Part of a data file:
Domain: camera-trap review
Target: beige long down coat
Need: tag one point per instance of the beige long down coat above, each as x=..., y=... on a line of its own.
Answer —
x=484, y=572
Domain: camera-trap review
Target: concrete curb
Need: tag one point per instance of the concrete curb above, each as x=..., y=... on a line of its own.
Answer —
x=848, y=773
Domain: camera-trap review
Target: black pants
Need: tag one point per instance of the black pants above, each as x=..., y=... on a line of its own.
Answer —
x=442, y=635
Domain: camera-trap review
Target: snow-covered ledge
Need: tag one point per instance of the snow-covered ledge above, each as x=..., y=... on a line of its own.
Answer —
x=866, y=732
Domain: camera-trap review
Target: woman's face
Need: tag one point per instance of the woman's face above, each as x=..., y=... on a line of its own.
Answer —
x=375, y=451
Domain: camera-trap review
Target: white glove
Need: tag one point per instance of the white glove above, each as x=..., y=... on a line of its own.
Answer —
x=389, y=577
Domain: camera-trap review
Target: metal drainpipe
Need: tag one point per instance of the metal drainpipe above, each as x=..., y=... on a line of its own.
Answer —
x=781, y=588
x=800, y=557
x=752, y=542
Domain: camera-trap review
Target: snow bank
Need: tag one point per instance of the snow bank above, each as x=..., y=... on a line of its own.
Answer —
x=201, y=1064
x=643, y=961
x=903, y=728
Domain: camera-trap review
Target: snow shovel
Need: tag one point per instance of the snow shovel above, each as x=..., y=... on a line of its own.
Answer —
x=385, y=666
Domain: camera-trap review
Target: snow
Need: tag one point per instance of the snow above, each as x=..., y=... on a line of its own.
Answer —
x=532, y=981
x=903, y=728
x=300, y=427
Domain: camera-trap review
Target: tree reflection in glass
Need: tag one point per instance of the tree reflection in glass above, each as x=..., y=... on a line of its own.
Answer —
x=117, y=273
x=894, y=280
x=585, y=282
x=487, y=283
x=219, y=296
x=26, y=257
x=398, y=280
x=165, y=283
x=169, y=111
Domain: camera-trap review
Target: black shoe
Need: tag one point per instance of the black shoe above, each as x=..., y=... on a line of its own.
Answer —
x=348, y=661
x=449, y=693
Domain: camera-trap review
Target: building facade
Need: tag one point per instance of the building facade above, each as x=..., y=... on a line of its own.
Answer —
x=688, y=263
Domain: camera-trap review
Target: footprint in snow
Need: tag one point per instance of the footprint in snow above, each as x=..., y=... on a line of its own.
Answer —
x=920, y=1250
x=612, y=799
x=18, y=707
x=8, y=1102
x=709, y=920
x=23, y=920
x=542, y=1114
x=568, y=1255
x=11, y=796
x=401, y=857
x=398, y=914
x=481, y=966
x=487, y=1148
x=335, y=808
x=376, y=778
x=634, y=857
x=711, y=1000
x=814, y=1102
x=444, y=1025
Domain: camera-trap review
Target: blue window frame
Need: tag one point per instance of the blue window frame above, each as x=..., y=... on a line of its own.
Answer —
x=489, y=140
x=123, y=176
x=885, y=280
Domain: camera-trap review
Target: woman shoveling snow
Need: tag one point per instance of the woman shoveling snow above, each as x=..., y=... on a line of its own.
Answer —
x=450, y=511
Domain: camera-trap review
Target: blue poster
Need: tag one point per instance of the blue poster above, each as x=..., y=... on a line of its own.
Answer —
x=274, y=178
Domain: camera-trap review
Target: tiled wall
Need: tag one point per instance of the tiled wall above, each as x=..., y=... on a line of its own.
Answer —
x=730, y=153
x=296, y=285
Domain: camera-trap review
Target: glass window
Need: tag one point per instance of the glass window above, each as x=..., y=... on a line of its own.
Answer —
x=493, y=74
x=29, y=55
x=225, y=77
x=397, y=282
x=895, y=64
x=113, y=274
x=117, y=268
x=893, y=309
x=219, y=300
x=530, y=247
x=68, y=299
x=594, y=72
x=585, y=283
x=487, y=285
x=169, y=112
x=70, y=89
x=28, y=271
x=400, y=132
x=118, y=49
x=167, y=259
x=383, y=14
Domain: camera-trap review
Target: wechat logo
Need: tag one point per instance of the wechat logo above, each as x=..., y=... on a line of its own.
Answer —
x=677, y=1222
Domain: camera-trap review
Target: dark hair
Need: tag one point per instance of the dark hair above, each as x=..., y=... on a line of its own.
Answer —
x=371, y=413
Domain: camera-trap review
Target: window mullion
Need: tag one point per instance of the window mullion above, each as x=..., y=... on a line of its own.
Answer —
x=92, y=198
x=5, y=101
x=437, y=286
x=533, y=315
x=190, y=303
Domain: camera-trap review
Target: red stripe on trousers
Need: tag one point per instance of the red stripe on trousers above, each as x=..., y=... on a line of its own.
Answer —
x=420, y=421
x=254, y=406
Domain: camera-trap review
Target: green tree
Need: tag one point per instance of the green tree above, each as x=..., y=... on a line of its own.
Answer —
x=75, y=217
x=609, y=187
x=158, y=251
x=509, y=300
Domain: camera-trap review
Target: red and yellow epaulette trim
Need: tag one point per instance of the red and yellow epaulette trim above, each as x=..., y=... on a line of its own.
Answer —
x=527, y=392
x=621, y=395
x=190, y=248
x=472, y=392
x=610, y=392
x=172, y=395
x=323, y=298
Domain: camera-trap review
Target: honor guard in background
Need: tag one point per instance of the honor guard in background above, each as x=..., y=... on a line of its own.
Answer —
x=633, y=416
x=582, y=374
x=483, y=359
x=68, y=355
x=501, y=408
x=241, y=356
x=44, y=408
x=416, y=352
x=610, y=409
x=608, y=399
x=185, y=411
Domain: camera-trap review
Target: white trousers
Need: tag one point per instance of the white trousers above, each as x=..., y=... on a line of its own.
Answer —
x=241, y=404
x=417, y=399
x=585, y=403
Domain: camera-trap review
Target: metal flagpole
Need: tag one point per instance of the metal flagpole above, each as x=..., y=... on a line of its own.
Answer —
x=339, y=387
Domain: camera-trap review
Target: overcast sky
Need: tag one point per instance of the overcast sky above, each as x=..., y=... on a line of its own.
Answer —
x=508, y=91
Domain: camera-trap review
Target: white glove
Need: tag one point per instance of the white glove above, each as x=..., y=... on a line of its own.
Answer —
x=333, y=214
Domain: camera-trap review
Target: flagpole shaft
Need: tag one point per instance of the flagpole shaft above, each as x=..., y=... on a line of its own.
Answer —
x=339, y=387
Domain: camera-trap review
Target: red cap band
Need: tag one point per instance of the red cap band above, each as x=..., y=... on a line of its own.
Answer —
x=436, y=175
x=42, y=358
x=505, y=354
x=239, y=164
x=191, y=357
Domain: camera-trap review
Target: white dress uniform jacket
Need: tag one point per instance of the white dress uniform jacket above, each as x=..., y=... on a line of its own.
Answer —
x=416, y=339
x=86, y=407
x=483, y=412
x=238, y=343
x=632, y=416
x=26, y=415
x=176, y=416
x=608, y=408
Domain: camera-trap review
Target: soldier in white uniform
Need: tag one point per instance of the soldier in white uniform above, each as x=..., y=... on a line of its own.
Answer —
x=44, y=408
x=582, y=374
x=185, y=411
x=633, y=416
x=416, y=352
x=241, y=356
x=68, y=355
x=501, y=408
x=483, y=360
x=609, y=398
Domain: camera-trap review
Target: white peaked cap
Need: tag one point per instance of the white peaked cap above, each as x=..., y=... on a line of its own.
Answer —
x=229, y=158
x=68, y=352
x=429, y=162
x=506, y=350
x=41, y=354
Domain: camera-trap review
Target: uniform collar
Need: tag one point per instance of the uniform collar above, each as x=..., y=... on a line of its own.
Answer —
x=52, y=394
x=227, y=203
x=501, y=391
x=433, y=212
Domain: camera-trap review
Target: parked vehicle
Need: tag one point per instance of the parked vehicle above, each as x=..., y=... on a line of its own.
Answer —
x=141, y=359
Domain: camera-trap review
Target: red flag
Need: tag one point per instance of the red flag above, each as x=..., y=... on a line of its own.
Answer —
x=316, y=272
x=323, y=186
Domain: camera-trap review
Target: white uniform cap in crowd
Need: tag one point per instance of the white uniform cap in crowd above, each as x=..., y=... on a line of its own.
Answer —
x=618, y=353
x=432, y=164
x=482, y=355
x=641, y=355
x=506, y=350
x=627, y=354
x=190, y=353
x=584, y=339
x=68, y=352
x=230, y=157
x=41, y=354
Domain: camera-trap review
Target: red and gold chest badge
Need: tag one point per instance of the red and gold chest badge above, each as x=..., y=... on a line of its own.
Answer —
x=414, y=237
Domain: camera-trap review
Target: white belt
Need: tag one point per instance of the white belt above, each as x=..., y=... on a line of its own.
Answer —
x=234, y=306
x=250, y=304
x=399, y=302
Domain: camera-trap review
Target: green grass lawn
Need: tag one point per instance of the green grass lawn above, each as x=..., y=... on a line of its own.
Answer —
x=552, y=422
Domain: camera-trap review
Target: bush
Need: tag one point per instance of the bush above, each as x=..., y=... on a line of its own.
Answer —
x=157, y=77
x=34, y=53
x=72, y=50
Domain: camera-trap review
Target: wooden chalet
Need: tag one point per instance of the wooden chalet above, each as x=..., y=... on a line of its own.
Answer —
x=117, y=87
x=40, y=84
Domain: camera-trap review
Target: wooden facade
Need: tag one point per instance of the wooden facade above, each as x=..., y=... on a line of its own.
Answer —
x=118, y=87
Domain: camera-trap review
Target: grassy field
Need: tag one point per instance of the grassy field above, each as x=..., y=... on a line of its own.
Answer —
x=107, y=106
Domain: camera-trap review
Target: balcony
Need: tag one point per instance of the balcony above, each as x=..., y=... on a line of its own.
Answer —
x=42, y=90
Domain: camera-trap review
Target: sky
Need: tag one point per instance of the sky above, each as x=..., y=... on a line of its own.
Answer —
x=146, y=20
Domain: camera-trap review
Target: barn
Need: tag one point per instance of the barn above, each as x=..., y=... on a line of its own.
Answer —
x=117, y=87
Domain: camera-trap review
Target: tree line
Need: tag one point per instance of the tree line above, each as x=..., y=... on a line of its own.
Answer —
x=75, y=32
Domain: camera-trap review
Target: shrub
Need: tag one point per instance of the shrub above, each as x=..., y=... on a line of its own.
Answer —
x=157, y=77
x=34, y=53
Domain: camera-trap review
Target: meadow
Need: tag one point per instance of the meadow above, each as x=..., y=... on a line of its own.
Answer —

Exercise brief: Count the lines in the entries above that contain the string "frame", and reply with only that number.

Complete response: 2